**WRITTEN EXERCISE**
Can you output the records below exactly as they are written?

[Excerpt from a dataset]
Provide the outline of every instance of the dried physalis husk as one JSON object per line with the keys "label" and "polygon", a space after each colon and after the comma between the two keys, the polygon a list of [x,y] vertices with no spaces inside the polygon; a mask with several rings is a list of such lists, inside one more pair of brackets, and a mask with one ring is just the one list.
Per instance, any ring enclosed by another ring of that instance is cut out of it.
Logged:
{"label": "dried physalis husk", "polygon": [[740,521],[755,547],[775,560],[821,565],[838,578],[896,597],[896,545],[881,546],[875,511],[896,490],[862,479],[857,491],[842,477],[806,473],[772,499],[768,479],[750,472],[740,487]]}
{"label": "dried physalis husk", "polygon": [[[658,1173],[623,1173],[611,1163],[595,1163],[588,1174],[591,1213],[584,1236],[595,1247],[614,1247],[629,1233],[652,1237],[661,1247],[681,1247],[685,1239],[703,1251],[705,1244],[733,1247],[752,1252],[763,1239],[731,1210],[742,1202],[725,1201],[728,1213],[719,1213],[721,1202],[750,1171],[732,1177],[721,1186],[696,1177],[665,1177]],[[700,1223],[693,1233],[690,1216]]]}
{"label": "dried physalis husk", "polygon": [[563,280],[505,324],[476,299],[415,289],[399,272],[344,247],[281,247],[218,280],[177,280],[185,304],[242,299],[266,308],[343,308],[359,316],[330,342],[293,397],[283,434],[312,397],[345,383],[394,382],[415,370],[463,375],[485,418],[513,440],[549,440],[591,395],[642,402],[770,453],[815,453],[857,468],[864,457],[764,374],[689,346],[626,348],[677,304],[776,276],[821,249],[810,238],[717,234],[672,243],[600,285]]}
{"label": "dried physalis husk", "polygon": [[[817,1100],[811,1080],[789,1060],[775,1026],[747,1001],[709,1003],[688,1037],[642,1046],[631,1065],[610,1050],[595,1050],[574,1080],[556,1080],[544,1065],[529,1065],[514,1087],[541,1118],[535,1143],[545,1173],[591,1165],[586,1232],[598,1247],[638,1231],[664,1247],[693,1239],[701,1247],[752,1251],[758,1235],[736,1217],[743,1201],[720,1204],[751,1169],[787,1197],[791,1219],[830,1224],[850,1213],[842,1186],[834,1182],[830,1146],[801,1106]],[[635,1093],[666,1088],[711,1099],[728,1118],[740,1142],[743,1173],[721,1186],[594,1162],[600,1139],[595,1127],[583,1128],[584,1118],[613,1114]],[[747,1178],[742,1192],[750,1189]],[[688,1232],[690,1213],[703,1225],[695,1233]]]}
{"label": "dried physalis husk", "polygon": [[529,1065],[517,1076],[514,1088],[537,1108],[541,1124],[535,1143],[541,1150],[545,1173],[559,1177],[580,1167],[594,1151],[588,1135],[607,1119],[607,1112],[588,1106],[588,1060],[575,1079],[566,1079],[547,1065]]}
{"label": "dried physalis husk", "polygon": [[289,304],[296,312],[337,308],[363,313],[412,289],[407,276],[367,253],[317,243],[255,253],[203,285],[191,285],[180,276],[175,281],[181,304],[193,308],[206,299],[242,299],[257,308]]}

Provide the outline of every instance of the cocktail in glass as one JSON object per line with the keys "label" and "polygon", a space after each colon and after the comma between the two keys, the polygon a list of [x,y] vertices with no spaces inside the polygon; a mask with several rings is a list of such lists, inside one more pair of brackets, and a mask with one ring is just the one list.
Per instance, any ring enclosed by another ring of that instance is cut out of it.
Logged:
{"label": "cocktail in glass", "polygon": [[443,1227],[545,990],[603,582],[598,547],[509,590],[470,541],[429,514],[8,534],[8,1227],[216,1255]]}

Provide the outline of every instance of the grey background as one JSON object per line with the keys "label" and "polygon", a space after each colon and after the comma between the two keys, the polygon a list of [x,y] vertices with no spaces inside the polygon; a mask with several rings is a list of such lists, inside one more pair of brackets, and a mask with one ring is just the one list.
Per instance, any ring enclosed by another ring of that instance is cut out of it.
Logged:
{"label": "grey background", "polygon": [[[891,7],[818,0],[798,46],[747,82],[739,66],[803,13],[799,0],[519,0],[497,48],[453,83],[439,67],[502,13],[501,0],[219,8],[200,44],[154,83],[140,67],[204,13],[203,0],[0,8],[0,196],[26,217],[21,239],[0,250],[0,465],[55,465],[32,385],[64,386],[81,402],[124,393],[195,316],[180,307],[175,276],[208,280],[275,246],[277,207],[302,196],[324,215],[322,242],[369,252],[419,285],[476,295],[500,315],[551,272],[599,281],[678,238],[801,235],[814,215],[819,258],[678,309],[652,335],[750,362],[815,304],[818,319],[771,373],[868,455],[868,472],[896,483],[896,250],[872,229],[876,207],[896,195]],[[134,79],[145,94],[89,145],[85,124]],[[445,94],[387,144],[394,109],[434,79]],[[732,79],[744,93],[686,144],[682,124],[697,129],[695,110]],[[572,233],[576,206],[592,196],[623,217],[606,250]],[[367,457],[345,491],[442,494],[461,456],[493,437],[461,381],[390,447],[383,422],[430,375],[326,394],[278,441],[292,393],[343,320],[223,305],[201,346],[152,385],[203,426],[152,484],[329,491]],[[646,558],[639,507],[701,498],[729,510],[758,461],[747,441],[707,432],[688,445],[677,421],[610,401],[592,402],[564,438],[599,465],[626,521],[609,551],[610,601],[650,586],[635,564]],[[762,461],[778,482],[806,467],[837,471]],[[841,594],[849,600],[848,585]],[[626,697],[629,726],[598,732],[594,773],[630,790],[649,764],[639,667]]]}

**EXERCISE ANSWER**
Provide the outline of every instance of the dried physalis husk as one JSON object per line with the keys "label" and "polygon", a space after each colon and after the comma between the two keys, the polygon a list of [x,y] vertices with no spaces inside the polygon; a mask with several rings is a list of such lists, inside one more pair of brackets, and a mask with one ring is just the one list.
Per instance, any ring enclosed by another ring of that instance is cut out of it.
Logged:
{"label": "dried physalis husk", "polygon": [[740,521],[755,547],[775,560],[821,565],[838,578],[896,597],[896,545],[881,546],[875,511],[896,490],[862,479],[857,491],[842,477],[806,473],[772,499],[768,479],[750,472],[740,487]]}
{"label": "dried physalis husk", "polygon": [[[658,1173],[623,1173],[611,1163],[595,1163],[588,1174],[591,1213],[584,1236],[595,1247],[614,1247],[629,1233],[652,1237],[661,1247],[681,1247],[685,1239],[703,1251],[705,1244],[733,1247],[752,1252],[763,1239],[731,1210],[742,1202],[725,1201],[728,1213],[719,1213],[721,1202],[750,1171],[732,1177],[721,1186],[696,1177],[665,1177]],[[700,1223],[693,1233],[690,1216]]]}
{"label": "dried physalis husk", "polygon": [[563,280],[505,324],[476,299],[415,289],[399,272],[344,247],[281,247],[218,280],[177,280],[185,304],[242,299],[266,308],[343,308],[359,316],[330,342],[293,397],[283,434],[312,397],[345,383],[394,382],[415,370],[463,375],[485,418],[513,440],[549,440],[591,395],[642,402],[770,453],[815,453],[857,468],[864,457],[764,374],[689,346],[626,348],[677,304],[776,276],[821,249],[810,238],[717,234],[672,243],[600,285]]}
{"label": "dried physalis husk", "polygon": [[[817,1100],[811,1080],[789,1060],[775,1026],[747,1001],[709,1003],[688,1037],[642,1046],[631,1065],[610,1050],[595,1050],[574,1080],[556,1080],[544,1065],[529,1065],[514,1087],[541,1118],[535,1143],[545,1173],[591,1165],[586,1232],[598,1247],[638,1231],[664,1247],[693,1239],[701,1247],[752,1251],[758,1235],[736,1217],[743,1201],[720,1204],[751,1169],[787,1197],[791,1219],[830,1224],[850,1213],[842,1186],[834,1182],[830,1146],[801,1106]],[[635,1093],[666,1088],[711,1099],[728,1118],[740,1142],[743,1173],[721,1186],[594,1162],[600,1139],[595,1127],[583,1128],[584,1118],[613,1114]],[[747,1178],[742,1192],[750,1189]],[[688,1232],[690,1213],[703,1225],[695,1233]]]}
{"label": "dried physalis husk", "polygon": [[529,1065],[517,1076],[514,1088],[537,1108],[541,1124],[535,1143],[541,1150],[545,1173],[559,1177],[580,1167],[594,1151],[588,1135],[607,1119],[607,1112],[588,1106],[588,1060],[575,1079],[566,1079],[547,1065]]}
{"label": "dried physalis husk", "polygon": [[289,304],[296,312],[337,308],[363,313],[412,289],[407,276],[367,253],[317,243],[255,253],[203,285],[191,285],[180,276],[175,281],[181,304],[193,308],[206,299],[242,299],[257,308]]}

Provide the outline of every instance of the cocktail in glass as one JSON object per line with the keys "label" and "polygon", a space after each colon and after the comma between the two keys, the polygon a list of [x,y] vertices with no spaces inside the polygon; a mask with several rings is a list of such lists, inside one more pair of brackets, and a mask with one ring is just the one list.
Per instance, any ring enclosed by another ring of that instance is cut out of it.
Logged:
{"label": "cocktail in glass", "polygon": [[443,1227],[545,990],[603,582],[598,547],[509,590],[470,541],[429,514],[8,534],[8,1227],[216,1255]]}

Provide the outline of every instance of the grey background as one JSON object per line with the keys "label" and "polygon", a space after each colon and after the comma between the two keys, the polygon a list of [x,y] vertices with no spaces inside the polygon; a mask with several rings is a list of such lists, inside one more pair of brackets, and a mask with one ring is just the one list.
Per instance, any ring enclosed by another ring of that instance is cut out of it.
Logged:
{"label": "grey background", "polygon": [[[891,7],[818,0],[798,46],[747,82],[739,66],[803,13],[799,0],[519,0],[497,48],[453,83],[439,67],[502,13],[501,0],[219,8],[200,44],[154,83],[140,67],[204,13],[203,0],[0,8],[0,196],[26,217],[21,239],[0,250],[0,465],[55,465],[32,385],[64,386],[81,402],[124,393],[195,316],[180,307],[175,276],[208,280],[275,246],[277,207],[302,196],[324,215],[322,242],[369,252],[419,285],[476,295],[500,315],[551,272],[599,281],[678,238],[801,235],[814,215],[819,258],[678,309],[652,335],[750,362],[815,304],[818,319],[771,373],[868,455],[868,472],[896,483],[896,250],[872,229],[876,207],[896,195]],[[134,79],[145,94],[89,145],[85,124]],[[445,94],[387,144],[394,109],[434,79]],[[732,79],[744,93],[686,144],[682,124],[697,129],[695,110]],[[572,233],[576,206],[592,196],[623,217],[606,250]],[[367,457],[345,491],[442,494],[461,456],[493,437],[461,381],[390,447],[383,422],[430,375],[326,394],[278,441],[292,393],[343,320],[223,305],[201,346],[152,385],[203,426],[152,484],[329,491]],[[646,558],[639,507],[701,498],[729,510],[758,461],[747,441],[707,432],[688,445],[677,421],[610,401],[592,402],[564,438],[599,465],[626,521],[609,551],[610,601],[650,586],[635,564]],[[762,461],[778,482],[806,467],[837,471]],[[841,594],[849,600],[848,585]],[[626,697],[629,726],[598,732],[594,773],[630,790],[649,764],[639,667]]]}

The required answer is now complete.